**PROVIDED PASSAGE:**

══════

Metadata-Version: 2.1
Name: simpletransformers
Version: 0.2.4
Summary: An easy-t0-use wrapper library for the Transformers library.
Home-page: https://test.pypi.org/legacy/
Author: Thilina Rajapakse
Author-email: chaturangarajapakshe@gmail.com
License: UNKNOWN
Platform: UNKNOWN
Classifier: Intended Audience :: Science/Research
Classifier: License :: OSI Approved :: Apache Software License
Classifier: Programming Language :: Python :: 3
Classifier: Topic :: Scientific/Engineering :: Artificial Intelligence
Requires-Python: >=3.6
Description-Content-Type: text/markdown
Requires-Dist: numpy
Requires-Dist: requests
Requires-Dist: tqdm
Requires-Dist: regex
Requires-Dist: transformers
Requires-Dist: scipy
Requires-Dist: scikit-learn

# Simple Transformers


This library is based on the [Pytorch-Transformers](https://github.com/huggingface/pytorch-transformers) library by HuggingFace. Using this library, you can quickly train and evaluate Transformer models. Only 3 lines of code are needed to initialize a model, train the model, and evaluate the model.

══════

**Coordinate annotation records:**
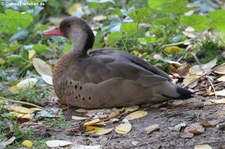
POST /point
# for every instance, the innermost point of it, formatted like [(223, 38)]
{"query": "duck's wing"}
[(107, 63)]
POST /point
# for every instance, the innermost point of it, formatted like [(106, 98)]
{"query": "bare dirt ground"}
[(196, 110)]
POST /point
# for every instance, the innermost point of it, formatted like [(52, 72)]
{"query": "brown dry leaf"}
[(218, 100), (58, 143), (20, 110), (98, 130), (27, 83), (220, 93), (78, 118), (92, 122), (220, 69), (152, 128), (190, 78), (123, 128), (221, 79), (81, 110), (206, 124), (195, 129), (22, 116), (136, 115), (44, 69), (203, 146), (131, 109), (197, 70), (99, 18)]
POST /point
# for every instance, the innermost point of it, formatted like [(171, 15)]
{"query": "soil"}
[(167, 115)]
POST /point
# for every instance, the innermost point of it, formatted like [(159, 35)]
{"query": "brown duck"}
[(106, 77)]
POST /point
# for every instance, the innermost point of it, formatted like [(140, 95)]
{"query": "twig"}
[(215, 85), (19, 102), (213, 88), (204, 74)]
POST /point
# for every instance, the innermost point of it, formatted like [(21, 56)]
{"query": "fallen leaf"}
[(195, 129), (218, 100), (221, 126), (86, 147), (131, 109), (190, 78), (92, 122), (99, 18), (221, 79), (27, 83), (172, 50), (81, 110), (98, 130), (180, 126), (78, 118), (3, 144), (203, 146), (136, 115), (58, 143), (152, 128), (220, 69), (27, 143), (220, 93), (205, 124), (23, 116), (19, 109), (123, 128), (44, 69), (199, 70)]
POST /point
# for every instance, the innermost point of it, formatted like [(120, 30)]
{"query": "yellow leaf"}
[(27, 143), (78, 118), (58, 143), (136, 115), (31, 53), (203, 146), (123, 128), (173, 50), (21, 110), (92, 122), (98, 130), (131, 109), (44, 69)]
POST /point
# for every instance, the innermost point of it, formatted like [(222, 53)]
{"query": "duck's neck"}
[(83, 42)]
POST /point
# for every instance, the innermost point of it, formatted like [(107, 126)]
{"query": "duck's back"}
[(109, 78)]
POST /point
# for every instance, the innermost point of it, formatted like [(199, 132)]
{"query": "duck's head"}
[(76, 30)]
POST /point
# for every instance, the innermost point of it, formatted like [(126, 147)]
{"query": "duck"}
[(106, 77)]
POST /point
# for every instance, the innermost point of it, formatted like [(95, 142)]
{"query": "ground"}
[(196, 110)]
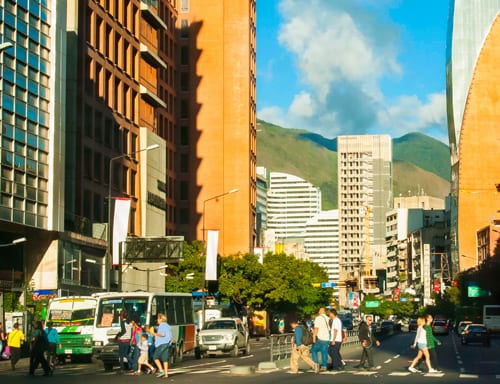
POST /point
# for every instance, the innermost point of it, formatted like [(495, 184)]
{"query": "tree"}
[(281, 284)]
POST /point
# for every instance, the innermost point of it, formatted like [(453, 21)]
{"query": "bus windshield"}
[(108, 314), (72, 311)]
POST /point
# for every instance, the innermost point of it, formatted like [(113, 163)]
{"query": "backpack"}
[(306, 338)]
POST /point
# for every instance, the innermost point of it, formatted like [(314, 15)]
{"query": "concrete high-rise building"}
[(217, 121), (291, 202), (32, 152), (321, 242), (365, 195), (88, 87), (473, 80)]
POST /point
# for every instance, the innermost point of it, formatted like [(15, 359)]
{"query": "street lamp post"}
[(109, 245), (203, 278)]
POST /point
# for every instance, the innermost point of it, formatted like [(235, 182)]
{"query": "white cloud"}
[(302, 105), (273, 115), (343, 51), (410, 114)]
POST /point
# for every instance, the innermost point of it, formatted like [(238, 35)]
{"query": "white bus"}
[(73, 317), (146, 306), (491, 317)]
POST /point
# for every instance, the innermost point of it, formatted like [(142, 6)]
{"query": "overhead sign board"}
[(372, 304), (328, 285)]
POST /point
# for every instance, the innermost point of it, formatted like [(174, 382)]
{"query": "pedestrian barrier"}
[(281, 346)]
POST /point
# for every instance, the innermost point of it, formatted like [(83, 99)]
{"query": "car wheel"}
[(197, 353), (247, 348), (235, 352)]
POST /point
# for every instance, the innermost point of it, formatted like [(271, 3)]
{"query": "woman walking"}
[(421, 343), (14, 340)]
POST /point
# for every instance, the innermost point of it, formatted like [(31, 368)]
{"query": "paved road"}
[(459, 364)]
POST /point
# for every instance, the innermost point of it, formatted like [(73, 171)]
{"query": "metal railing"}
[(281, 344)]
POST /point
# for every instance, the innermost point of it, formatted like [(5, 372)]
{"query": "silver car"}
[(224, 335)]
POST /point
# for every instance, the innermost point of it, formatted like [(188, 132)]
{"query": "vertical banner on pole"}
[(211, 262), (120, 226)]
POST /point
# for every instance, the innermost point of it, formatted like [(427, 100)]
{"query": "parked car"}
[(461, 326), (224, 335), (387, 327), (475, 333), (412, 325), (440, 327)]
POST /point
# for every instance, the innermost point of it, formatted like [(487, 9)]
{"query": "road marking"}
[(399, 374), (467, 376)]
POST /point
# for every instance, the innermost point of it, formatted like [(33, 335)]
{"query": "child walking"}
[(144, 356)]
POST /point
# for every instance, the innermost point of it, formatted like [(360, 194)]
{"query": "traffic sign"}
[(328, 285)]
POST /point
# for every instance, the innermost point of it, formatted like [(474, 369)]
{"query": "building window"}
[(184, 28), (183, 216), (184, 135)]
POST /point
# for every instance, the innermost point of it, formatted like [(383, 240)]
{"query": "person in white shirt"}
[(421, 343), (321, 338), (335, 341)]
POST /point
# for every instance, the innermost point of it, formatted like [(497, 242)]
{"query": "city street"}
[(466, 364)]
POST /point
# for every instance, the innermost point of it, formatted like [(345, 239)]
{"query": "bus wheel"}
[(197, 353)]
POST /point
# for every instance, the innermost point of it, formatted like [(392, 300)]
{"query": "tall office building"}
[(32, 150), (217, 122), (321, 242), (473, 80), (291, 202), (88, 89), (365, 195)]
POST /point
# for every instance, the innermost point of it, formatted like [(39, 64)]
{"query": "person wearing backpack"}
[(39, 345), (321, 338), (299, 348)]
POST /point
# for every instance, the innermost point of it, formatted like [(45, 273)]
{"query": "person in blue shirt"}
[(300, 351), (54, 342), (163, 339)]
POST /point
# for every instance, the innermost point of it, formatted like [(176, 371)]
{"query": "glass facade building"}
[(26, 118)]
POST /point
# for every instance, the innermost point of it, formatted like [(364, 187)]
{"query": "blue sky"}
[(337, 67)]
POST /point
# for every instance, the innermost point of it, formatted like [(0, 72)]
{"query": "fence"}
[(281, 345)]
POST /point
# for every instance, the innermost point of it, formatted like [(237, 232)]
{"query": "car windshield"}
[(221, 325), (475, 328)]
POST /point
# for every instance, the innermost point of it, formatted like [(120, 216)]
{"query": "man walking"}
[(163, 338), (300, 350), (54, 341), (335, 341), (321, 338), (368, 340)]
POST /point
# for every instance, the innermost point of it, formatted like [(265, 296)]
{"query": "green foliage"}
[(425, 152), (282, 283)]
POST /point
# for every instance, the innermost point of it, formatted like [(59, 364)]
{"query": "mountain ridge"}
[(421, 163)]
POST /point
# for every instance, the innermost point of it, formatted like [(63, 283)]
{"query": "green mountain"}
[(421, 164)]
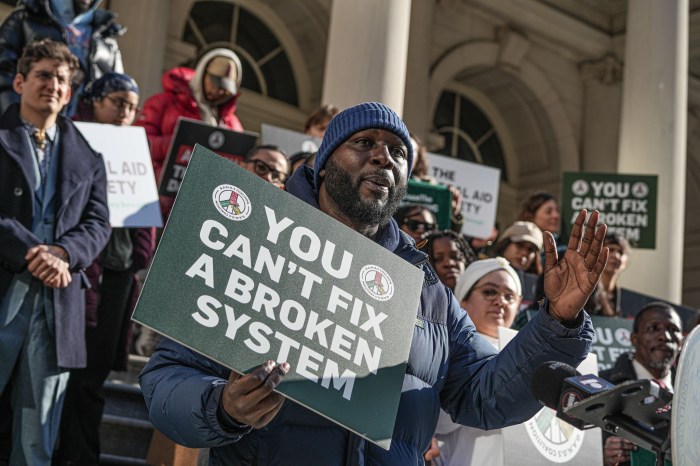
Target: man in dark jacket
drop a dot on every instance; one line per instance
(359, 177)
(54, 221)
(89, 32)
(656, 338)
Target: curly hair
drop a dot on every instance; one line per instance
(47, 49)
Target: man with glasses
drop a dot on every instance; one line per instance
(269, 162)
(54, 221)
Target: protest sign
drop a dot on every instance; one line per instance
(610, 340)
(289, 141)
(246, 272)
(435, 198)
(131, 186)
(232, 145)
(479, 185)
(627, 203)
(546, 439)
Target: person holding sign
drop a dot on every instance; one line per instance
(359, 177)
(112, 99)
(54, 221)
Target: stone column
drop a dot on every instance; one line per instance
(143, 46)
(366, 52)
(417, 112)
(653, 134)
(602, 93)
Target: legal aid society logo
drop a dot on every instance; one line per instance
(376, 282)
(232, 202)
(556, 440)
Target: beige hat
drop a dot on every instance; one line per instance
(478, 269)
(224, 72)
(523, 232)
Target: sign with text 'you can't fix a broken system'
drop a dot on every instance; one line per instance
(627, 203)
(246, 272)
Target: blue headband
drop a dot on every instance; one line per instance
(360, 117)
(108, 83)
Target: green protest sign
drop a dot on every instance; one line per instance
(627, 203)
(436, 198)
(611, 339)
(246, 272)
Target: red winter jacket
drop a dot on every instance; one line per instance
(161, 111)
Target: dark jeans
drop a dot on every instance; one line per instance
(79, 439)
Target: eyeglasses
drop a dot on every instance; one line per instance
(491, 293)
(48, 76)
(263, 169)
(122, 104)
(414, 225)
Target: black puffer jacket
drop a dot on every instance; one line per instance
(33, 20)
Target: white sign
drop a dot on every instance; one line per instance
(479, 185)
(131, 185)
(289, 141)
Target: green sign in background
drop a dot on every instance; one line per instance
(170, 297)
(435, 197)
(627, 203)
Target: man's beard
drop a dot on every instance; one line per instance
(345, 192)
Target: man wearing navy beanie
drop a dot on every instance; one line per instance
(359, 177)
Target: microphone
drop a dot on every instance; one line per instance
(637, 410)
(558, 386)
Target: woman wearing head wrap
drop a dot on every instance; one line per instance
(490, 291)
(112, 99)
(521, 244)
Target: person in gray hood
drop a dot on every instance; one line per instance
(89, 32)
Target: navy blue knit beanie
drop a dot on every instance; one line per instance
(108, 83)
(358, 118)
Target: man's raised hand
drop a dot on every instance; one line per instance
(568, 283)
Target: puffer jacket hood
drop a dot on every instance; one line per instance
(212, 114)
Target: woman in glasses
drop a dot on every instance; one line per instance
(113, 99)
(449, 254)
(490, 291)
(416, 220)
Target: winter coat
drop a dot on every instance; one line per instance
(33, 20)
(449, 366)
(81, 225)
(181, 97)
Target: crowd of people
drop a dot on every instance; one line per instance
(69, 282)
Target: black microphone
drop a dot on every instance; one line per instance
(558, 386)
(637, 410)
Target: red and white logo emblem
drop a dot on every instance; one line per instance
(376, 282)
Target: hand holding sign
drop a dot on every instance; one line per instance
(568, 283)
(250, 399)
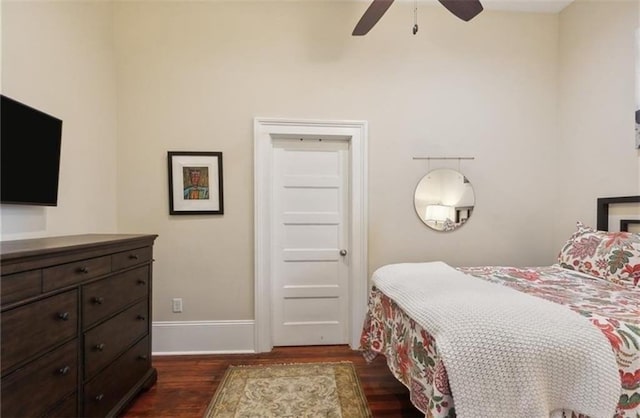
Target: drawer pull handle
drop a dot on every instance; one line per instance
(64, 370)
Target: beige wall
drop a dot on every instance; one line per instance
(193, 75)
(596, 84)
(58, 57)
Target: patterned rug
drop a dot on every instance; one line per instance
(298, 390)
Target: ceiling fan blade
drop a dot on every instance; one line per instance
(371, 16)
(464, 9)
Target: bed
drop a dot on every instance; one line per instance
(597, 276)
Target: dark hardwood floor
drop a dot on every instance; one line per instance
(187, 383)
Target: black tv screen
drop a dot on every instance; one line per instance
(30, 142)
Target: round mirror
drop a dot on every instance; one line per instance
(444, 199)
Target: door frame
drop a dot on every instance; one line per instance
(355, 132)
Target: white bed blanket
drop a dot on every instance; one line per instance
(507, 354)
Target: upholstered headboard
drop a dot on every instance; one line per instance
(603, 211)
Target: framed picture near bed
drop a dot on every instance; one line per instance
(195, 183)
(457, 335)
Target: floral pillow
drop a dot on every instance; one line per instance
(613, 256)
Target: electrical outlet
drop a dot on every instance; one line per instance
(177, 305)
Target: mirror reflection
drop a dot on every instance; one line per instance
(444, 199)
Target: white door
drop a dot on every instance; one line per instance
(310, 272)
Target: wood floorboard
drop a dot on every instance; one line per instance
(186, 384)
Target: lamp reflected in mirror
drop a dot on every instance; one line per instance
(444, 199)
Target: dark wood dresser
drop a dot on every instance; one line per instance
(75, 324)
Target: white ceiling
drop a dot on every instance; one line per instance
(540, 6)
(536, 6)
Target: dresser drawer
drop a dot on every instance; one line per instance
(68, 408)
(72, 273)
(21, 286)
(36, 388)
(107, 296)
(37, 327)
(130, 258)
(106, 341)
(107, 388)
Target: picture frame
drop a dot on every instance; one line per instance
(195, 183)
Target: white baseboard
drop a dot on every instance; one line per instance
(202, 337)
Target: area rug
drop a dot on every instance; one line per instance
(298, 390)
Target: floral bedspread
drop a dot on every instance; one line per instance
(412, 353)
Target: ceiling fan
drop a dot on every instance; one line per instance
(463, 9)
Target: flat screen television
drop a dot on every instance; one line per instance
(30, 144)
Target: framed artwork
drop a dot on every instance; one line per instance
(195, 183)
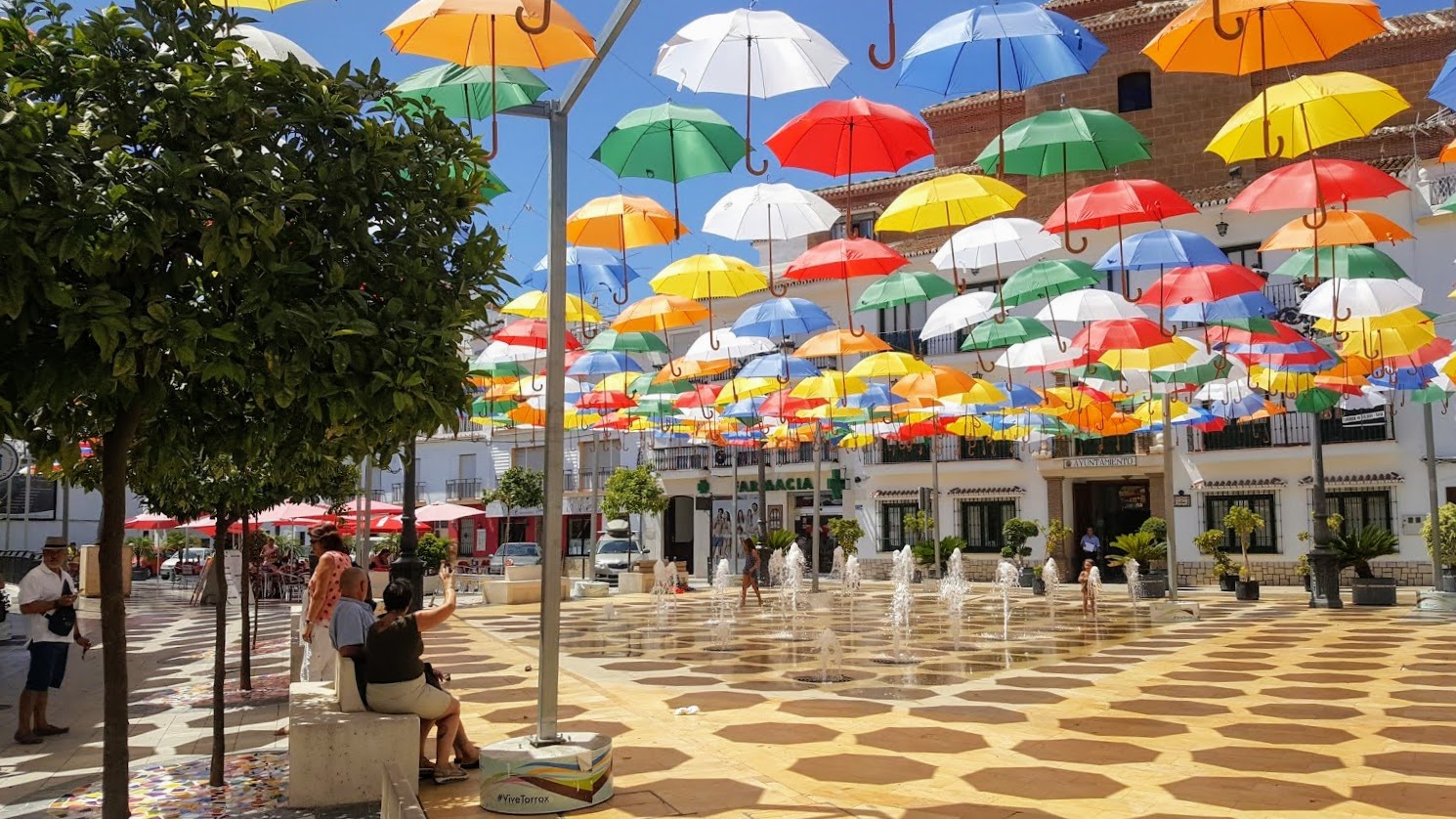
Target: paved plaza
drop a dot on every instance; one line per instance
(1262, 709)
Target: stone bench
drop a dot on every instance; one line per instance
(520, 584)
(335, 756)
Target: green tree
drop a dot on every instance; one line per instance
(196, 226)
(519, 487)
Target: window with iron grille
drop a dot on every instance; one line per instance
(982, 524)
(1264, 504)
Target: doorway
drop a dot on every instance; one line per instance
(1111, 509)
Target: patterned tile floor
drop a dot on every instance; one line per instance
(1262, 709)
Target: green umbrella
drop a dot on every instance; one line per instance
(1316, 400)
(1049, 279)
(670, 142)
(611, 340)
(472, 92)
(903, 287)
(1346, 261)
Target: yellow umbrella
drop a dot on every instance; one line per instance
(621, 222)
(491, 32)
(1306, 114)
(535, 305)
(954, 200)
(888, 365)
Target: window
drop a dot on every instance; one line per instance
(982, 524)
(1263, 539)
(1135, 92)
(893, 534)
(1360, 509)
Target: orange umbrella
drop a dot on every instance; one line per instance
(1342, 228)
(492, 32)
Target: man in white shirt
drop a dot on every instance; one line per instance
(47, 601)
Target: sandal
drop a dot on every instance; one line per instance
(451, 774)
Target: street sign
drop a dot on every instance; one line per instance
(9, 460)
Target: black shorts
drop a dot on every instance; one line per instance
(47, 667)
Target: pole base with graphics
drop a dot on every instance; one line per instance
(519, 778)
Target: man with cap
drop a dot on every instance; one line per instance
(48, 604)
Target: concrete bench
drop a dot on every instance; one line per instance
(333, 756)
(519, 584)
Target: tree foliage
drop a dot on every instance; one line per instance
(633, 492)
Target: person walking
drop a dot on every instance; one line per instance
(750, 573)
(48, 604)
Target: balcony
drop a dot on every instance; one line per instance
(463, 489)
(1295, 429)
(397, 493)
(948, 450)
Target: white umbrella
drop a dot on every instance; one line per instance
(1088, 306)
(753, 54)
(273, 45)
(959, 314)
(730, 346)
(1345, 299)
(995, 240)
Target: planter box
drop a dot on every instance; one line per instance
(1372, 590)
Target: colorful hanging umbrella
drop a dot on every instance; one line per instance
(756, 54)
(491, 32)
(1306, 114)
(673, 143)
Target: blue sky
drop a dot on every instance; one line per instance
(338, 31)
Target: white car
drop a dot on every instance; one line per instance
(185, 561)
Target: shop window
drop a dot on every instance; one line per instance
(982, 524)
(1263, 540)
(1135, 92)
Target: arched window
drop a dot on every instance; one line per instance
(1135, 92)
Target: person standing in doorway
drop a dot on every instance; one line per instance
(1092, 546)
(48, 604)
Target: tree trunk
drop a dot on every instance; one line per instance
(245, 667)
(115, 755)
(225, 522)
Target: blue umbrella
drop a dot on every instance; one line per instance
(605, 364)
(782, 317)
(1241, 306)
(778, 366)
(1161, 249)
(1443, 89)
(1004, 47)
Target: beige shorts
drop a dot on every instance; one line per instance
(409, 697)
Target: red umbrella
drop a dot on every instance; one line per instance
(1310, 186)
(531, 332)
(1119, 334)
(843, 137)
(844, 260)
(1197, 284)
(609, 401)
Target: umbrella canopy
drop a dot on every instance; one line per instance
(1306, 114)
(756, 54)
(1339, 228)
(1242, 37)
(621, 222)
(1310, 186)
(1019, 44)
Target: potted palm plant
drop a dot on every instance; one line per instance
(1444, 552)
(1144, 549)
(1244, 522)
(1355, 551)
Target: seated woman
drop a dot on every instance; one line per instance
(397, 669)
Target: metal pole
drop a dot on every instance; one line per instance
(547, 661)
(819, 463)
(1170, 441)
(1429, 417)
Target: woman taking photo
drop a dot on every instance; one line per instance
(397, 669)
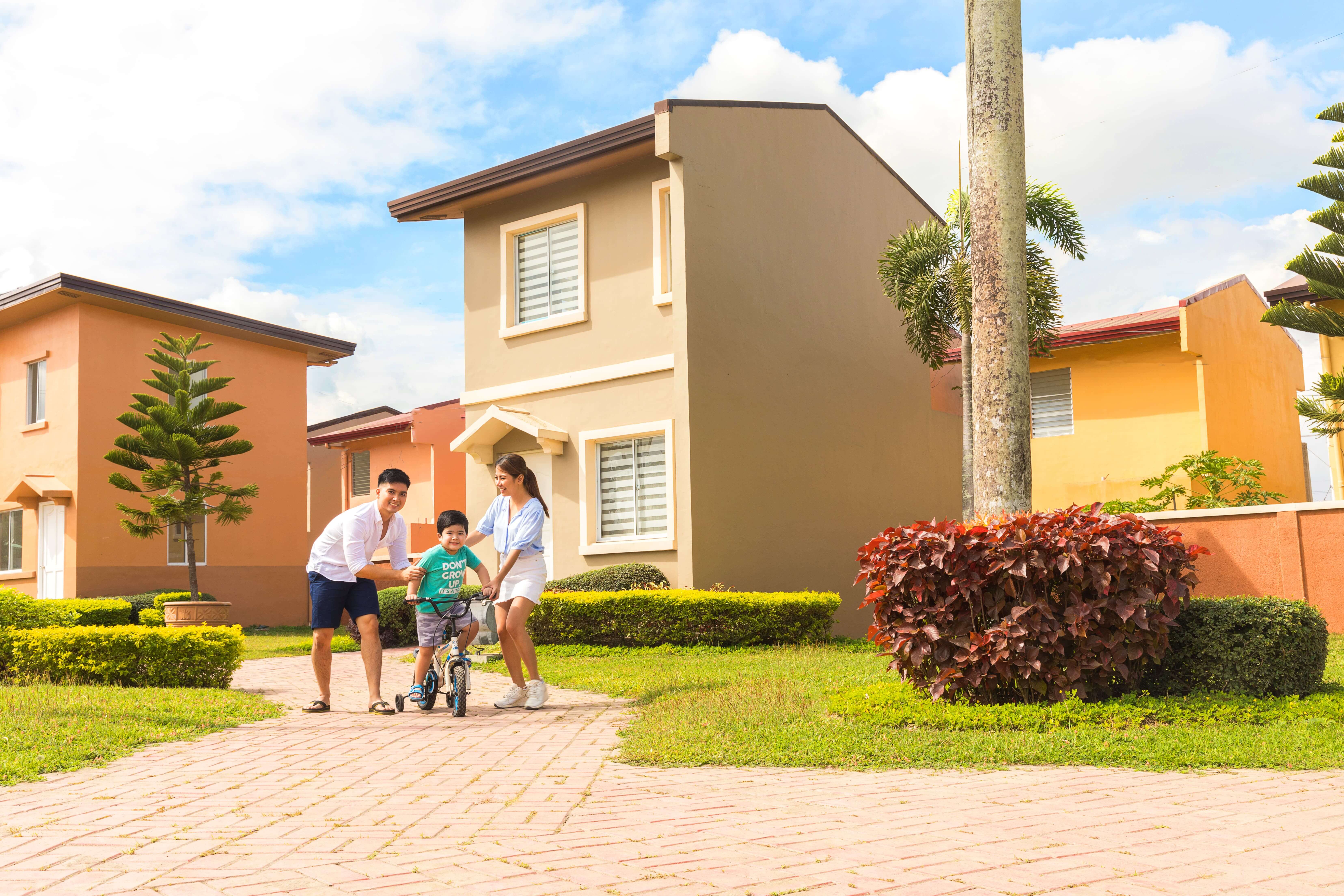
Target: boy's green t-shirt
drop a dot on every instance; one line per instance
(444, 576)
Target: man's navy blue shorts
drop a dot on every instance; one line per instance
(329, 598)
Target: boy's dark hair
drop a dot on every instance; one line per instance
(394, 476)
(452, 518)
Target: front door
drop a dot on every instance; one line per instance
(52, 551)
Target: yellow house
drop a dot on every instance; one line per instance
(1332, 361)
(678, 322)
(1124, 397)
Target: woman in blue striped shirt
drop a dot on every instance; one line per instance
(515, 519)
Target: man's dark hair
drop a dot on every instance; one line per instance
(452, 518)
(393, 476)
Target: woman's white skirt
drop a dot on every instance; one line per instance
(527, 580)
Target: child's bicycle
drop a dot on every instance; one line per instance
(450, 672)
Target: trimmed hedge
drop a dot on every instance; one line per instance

══════

**PROBLEMS TO WORK ON:**
- 1) Answer these from the Simple Transformers package page:
(a) What minimum Python version does the package require?
(b) Which HuggingFace library is it based on?
(c) How many lines of code are needed to initialize, train, and evaluate a model?
- 2) Please list every package that the Simple Transformers package page names as a required dependency.
- 3) Extend the Simple Transformers package page beyond its last sentence.
These records come from a source separate from the Simple Transformers package page.

**ANSWERS IN ORDER:**
- 1)
(a) Python 3.6 or higher
(b) Pytorch-Transformers
(c) 3

- 2) numpy, requests, tqdm, regex, transformers, scipy, scikit-learn

- 3)
Table of contents
=================

<!--ts-->
   * [Setup](#Setup)
      * [With Conda](#with-conda)
   * [Usage](#usage)
      * [Minimal Start](#minimal-start)
      * [Default Settings](#default-settings)
      * [TransformerModel](#transformermodel)
      * [Current Pretrained Models](#current-pretrained-models)
   * [Acknowledgements](#acknowledgements)
<!--te-->

## Setup

### With Conda

1. Install Anaconda or Miniconda Package Manager from [here](https://www.anaconda.com/distribution/)
2. Create a new virtual environment and install packages.  
`conda create -n transformers python pandas tqdm`  
`conda activate transformers`  
If using cuda:  
&nbsp;&nbsp;&nbsp;&nbsp;`conda install pytorch cudatoolkit=10.0 -c pytorch`  
else:  
&nbsp;&nbsp;&nbsp;&nbsp;`conda install pytorch cpuonly -c pytorch`  
`conda install -c anaconda scipy`  
`conda install -c anaconda scikit-learn`  
`pip install transformers`  
`pip install tensorboardx`  

3. Install simpletransformers.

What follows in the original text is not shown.